- _Extracted entries_
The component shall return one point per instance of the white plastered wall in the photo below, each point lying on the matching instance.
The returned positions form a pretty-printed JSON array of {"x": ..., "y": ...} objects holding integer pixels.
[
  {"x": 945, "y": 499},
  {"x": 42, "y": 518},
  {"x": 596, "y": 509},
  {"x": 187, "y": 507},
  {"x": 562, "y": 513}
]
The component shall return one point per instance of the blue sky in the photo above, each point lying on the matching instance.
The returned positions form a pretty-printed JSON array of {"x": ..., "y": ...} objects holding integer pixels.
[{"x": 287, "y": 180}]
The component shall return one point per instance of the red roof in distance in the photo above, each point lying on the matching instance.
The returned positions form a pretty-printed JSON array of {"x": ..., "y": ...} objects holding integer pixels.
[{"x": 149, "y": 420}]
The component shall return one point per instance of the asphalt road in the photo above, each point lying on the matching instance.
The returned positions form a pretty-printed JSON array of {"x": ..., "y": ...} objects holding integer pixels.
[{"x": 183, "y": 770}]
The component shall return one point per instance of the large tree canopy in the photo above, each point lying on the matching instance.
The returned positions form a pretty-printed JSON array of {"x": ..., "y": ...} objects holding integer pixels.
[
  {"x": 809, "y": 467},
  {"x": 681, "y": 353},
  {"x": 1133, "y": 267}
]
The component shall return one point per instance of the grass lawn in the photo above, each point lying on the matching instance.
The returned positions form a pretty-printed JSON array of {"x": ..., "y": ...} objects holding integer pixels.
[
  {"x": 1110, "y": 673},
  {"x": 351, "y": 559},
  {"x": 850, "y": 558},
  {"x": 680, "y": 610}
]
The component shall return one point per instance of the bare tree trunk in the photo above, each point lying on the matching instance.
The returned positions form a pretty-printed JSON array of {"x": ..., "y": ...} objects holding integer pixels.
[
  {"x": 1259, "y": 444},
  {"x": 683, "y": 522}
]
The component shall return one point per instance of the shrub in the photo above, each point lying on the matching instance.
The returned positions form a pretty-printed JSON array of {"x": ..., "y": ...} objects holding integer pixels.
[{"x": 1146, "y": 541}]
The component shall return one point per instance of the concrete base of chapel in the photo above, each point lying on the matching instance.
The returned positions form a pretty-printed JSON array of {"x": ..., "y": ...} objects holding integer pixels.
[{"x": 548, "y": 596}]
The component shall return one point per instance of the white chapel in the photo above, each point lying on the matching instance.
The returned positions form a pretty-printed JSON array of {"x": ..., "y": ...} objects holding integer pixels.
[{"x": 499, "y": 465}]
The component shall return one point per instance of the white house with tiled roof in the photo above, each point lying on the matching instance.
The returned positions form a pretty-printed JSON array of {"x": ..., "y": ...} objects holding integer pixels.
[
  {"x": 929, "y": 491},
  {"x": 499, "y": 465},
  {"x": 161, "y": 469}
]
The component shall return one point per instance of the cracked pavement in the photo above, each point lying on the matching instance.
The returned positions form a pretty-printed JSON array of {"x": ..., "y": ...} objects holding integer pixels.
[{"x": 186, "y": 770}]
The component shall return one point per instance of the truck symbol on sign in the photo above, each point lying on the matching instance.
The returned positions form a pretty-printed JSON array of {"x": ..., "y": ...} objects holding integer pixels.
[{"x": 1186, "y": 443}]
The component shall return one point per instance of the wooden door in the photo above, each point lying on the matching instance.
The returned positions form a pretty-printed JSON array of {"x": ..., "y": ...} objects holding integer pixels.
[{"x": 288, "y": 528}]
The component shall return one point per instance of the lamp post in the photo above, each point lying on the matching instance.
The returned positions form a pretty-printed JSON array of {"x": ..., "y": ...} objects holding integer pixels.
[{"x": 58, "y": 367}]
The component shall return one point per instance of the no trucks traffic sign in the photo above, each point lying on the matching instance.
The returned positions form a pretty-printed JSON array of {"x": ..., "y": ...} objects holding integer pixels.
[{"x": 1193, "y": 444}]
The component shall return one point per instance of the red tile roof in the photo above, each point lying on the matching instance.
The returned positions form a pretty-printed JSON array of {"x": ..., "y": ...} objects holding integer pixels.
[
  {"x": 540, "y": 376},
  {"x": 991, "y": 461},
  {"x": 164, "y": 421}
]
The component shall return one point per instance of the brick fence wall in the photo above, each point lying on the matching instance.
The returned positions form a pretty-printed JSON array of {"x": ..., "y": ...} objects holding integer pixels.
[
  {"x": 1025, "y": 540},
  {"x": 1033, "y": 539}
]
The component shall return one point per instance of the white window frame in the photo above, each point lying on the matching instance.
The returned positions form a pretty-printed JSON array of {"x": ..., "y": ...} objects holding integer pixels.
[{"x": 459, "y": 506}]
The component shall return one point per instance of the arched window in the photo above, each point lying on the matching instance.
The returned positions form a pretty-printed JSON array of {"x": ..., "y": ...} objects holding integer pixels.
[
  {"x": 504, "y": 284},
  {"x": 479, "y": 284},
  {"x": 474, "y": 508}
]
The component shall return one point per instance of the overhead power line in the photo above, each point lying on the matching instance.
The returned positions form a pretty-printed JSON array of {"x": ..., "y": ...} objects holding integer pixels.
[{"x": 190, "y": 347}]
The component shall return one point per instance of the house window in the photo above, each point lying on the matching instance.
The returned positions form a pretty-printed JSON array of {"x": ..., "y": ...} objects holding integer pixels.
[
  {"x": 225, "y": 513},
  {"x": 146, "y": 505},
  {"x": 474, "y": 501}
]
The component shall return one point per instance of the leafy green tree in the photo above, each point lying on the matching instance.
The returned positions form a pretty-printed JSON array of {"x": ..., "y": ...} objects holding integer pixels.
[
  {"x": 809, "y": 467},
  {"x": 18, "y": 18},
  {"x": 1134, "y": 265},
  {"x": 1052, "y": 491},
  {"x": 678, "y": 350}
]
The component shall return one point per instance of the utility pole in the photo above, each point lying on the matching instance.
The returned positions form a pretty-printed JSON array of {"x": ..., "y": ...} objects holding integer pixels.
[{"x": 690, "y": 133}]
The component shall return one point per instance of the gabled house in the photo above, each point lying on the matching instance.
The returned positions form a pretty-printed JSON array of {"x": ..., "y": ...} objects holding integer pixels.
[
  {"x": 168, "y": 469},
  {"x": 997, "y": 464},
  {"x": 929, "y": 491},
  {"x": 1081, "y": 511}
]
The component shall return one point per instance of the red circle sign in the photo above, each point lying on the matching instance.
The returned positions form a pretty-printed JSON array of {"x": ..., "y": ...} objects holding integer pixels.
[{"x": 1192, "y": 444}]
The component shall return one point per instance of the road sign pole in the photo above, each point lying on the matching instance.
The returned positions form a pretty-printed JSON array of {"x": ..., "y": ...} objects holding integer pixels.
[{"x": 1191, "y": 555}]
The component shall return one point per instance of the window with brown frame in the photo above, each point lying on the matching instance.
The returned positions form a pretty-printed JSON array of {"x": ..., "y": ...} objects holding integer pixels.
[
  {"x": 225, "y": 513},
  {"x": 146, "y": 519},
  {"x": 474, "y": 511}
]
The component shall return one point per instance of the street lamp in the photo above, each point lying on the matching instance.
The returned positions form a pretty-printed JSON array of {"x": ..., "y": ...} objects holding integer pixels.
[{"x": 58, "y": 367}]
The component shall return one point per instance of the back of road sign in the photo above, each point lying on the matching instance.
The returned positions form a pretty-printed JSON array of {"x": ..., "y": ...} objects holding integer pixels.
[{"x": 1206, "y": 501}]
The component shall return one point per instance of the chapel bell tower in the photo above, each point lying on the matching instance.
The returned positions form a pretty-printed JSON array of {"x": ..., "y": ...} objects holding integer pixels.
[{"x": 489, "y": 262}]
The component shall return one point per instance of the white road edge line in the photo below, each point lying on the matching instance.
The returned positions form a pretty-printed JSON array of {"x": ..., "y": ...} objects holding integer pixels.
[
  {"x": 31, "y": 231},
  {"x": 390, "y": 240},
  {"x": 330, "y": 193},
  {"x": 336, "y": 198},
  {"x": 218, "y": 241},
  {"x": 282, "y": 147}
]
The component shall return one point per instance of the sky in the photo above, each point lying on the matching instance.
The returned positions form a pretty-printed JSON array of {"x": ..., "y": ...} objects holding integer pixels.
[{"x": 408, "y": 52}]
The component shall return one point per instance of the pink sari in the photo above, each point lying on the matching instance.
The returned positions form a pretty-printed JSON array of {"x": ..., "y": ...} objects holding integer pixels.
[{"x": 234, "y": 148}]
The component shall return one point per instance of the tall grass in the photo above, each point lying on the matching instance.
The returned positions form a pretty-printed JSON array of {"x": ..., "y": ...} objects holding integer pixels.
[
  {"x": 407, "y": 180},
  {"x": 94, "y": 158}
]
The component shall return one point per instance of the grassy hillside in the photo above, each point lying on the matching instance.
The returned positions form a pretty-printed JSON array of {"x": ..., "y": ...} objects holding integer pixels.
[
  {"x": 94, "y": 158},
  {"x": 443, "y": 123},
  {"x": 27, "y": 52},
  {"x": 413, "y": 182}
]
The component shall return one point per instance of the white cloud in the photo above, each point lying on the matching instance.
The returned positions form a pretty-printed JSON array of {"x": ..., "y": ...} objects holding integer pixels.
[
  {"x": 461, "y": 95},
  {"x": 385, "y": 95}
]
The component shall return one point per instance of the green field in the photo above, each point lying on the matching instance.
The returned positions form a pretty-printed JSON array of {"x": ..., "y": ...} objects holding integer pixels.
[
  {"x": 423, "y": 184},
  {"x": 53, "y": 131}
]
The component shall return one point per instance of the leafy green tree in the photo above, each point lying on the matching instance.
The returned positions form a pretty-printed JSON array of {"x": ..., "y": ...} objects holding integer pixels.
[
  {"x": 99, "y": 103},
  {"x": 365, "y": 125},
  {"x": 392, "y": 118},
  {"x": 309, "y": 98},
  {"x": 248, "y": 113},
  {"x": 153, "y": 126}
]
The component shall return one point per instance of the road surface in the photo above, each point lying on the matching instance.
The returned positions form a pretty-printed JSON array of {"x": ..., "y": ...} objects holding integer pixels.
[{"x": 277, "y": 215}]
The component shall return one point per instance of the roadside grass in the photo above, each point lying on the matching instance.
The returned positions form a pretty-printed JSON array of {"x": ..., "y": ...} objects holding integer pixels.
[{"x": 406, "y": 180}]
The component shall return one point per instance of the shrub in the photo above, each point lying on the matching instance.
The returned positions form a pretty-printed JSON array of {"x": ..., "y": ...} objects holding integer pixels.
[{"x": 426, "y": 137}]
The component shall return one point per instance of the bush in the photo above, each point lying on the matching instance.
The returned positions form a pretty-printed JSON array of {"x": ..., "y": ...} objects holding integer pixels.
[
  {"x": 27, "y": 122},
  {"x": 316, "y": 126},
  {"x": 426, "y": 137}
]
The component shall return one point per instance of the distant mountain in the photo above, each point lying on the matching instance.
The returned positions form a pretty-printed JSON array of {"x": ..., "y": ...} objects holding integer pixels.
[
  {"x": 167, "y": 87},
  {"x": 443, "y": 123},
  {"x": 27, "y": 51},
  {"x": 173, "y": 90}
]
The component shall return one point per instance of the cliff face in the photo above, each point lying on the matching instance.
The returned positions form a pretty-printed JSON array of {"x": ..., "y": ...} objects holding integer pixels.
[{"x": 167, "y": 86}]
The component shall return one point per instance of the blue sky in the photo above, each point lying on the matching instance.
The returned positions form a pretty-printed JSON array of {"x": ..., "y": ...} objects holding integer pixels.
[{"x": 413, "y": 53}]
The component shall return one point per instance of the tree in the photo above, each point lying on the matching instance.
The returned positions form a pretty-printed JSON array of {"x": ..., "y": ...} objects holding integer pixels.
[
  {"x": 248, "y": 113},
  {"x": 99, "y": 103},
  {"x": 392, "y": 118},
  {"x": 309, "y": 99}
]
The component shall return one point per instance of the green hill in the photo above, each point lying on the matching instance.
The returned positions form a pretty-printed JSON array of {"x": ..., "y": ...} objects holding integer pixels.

- _Given instruction_
Give back the lines of the listing from the one with "The component shall return one point per instance of the tree" through the end, both included, exactly as written and with nothing added.

- _Answer to the task_
The component shall return one point per instance of the tree in the photo above, each point lying on the matching instance.
The returned positions form a pretty-printed JSON array of {"x": ..., "y": ...} objects holding integer pixels.
[
  {"x": 248, "y": 113},
  {"x": 99, "y": 103},
  {"x": 392, "y": 118},
  {"x": 309, "y": 99}
]
The component shall return one point per instance of the green hill in the photo above, each point lying on the matching instance.
The returned positions form a pretty-printed JSON array of {"x": ..., "y": ...} objects holding integer pixels.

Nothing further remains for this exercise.